(ASSIGNMENT): Please write out the stretch of the 5Rhythms text from "We get better" through "ourselves and others.", word for word.

(EXCERPT PROVIDED):
• • • • • • •
Oriental medicine recognizes the importance of emotions, their fluidity and harmony in our overall health. When in excess, or repressed, emotions are one of the major causes, or etiology, of "dis-ease". We may have opinions about our emotions, which ones are "good" or "bad", which ones we want to present to the world as part of our persona, and which ones we'd rather keep hidden in the shadow of our subconscious. We may deny ourselves the experience of emotion within our bodies, forgetting that it is different than the expression of emotion to others. How familiar are we with our true feelings? It is vital to discover our emotional selves. In the practice of 5Rhythms we invite our emotions into our dance, bringing mindfulness to them, and allowing them to move, take shape, and to transform. We expand our emotional range and learn to be with the physical sensations of our emotions. This allows us to know ourselves and others better, establish and feel clear boundaries, and to integrate align and heal ourselves, together.
5Rhythms explores three levels of relationship, beginning with attention and curiosity with our own dance, with what we are feeling, and with what is moving in and through us. Once we are able to be present with ourselves, we begin to explore relationship with another, staying connected to our own journey yet extending our attention to include the movement, expression, and shapes of another. In this partnership your dance is witnessed and mirrored back to you without demands or expectations. This level of relationship supports our sense of self and belonging in the world. Extending our attention further, we give attention to all the bodies present. Dancing together we learn how to tolerate, benefit from, and contribute to community. This cultivates our relationship with the circle, the community, the tribe, which can energize and support us, serving as a resource in our life journey.
We get better at what we practice. Our spiritual practice is how we live, day to day. Returning, again and again to a practice that cultivates conscious movement and breath, offers us space to process emotions, and helps us tap into our creative intuitive mind, helps us become more embodied, present, and compassionate with ourselves and others.
• • • • • • •
(DATA EXTRACT):
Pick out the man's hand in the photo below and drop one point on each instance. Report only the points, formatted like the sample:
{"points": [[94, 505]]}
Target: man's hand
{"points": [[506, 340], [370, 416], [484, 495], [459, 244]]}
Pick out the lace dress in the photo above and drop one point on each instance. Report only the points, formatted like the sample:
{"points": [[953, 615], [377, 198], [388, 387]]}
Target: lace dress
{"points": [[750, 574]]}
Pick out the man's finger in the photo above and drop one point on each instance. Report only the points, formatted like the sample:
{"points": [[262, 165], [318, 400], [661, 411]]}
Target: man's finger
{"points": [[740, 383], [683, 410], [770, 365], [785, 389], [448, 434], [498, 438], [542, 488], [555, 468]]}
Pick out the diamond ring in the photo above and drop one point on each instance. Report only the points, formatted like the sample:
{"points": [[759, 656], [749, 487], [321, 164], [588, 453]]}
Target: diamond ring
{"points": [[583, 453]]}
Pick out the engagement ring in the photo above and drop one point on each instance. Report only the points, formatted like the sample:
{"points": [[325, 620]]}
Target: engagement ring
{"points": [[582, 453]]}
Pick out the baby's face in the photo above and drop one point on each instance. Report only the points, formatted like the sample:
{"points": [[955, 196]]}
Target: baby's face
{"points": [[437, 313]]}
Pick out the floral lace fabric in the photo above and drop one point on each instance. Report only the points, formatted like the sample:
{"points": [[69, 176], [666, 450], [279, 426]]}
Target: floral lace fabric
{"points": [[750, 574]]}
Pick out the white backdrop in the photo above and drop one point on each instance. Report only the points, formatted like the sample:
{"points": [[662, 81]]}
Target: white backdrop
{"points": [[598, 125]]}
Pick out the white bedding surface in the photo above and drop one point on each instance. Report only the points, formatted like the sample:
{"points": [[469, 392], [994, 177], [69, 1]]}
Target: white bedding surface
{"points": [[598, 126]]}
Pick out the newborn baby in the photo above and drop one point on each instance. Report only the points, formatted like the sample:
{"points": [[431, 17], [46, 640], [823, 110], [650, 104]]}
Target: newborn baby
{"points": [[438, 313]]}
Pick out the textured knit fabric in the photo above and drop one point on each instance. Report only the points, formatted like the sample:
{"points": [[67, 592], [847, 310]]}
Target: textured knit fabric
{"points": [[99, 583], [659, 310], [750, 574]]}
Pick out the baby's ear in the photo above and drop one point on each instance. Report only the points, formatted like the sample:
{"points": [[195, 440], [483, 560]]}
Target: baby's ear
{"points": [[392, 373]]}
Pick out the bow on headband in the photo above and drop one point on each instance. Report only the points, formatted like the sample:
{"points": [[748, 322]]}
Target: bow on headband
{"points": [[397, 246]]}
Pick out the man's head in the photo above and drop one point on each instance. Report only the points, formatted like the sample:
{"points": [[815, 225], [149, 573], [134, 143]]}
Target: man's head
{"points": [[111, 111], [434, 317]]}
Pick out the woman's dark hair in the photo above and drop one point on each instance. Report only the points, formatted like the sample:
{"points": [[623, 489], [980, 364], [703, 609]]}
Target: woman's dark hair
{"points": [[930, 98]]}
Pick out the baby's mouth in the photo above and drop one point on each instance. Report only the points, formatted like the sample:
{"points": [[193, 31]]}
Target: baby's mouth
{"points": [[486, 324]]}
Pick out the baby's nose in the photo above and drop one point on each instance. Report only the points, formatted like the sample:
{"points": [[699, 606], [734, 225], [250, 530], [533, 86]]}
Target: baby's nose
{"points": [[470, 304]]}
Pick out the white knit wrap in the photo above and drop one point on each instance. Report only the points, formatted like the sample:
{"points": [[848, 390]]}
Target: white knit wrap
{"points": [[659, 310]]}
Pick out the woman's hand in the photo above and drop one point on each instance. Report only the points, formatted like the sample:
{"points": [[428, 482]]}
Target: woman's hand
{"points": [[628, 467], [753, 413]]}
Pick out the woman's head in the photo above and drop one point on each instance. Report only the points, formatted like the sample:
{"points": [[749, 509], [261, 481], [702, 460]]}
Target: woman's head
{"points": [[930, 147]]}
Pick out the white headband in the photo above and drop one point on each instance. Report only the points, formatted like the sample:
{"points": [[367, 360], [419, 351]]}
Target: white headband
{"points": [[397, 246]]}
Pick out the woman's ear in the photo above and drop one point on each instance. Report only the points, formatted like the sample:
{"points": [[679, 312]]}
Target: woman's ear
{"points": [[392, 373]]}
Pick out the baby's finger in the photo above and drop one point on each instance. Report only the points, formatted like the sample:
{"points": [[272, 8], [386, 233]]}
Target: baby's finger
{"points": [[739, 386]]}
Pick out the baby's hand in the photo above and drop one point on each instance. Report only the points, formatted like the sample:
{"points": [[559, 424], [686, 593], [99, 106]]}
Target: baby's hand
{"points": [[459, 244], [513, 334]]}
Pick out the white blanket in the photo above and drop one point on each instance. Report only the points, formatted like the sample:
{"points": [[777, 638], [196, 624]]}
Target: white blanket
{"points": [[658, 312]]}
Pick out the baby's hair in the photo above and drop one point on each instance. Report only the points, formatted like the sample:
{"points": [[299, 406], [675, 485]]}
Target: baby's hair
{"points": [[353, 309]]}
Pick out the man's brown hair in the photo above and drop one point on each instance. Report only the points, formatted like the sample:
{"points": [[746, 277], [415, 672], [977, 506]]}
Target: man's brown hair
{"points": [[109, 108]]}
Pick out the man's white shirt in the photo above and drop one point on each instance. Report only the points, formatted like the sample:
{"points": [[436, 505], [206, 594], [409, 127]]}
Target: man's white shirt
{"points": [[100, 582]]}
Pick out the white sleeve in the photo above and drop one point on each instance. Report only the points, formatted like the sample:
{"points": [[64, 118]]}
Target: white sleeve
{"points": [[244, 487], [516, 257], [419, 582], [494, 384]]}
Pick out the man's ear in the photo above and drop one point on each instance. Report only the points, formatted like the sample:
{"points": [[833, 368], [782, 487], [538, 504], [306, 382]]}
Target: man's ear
• • • • • • •
(ANSWER TO THIS EXERCISE):
We get better at what we practice. Our spiritual practice is how we live, day to day. Returning, again and again to a practice that cultivates conscious movement and breath, offers us space to process emotions, and helps us tap into our creative intuitive mind, helps us become more embodied, present, and compassionate with ourselves and others.